## TASK INPUT
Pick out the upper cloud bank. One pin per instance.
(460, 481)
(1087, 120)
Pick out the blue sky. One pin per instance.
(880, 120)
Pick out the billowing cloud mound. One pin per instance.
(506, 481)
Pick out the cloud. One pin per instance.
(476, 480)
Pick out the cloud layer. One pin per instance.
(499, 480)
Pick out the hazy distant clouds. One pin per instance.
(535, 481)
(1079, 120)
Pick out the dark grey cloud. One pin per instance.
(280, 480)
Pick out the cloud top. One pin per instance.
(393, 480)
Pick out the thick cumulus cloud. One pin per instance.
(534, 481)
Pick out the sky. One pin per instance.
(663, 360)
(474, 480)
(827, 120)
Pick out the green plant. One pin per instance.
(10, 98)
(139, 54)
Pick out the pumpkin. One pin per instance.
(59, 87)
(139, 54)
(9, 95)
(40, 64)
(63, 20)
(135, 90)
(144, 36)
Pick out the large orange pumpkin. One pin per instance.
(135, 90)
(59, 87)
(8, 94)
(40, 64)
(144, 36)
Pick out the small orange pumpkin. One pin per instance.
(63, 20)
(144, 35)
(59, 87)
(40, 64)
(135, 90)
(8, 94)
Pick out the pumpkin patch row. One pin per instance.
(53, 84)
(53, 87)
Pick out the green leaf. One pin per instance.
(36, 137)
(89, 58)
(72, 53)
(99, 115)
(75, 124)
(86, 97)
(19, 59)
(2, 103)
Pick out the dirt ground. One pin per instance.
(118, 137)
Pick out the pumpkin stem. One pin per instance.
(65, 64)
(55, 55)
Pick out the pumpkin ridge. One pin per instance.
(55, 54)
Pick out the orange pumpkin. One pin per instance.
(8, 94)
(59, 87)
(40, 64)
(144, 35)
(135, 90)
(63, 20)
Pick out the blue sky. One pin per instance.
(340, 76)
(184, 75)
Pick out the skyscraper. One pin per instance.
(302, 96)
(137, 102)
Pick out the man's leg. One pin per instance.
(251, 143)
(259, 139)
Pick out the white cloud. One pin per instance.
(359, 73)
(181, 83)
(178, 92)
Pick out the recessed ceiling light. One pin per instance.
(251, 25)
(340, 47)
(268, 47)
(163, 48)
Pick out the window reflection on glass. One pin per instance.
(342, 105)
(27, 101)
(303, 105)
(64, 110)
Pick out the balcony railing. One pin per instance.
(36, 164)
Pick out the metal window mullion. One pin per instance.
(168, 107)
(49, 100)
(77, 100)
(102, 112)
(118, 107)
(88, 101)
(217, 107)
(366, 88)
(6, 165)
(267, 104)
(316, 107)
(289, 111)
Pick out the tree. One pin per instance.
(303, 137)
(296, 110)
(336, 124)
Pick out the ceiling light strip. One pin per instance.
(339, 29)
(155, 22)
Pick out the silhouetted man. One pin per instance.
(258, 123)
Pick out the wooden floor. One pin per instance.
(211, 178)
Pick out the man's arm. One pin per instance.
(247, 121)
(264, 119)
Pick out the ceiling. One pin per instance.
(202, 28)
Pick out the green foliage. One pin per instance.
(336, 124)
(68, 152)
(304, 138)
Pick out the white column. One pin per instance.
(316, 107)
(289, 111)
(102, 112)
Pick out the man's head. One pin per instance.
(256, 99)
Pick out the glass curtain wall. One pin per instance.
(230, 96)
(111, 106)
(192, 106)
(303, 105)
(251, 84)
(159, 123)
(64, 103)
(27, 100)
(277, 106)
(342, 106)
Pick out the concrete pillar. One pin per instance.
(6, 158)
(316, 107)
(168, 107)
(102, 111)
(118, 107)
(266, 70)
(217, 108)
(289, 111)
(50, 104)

==

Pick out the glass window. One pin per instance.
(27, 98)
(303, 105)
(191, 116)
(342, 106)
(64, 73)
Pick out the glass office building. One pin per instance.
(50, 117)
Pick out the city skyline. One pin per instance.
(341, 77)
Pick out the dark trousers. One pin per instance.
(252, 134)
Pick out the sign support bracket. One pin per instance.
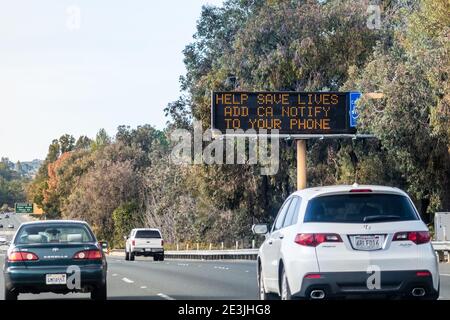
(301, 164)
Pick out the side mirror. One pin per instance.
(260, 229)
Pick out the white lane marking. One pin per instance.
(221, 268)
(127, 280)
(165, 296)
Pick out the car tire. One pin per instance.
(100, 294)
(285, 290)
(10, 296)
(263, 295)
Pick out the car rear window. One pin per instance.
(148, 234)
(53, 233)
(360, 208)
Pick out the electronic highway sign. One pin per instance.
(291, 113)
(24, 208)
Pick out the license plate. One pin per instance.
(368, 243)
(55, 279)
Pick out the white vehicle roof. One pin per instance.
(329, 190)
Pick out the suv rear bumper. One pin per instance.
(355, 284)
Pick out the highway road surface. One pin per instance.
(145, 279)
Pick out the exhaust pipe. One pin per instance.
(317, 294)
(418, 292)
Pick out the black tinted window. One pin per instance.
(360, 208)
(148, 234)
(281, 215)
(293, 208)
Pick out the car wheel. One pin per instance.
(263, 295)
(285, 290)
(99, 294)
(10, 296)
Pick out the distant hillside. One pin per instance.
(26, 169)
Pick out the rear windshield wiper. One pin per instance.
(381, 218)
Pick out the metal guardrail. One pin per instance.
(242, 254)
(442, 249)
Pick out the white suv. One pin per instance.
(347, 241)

## DIRECTION
Count the lines of the records above that contain the string "sign", with case counting. Give only the number.

## WRITTEN ANSWER
2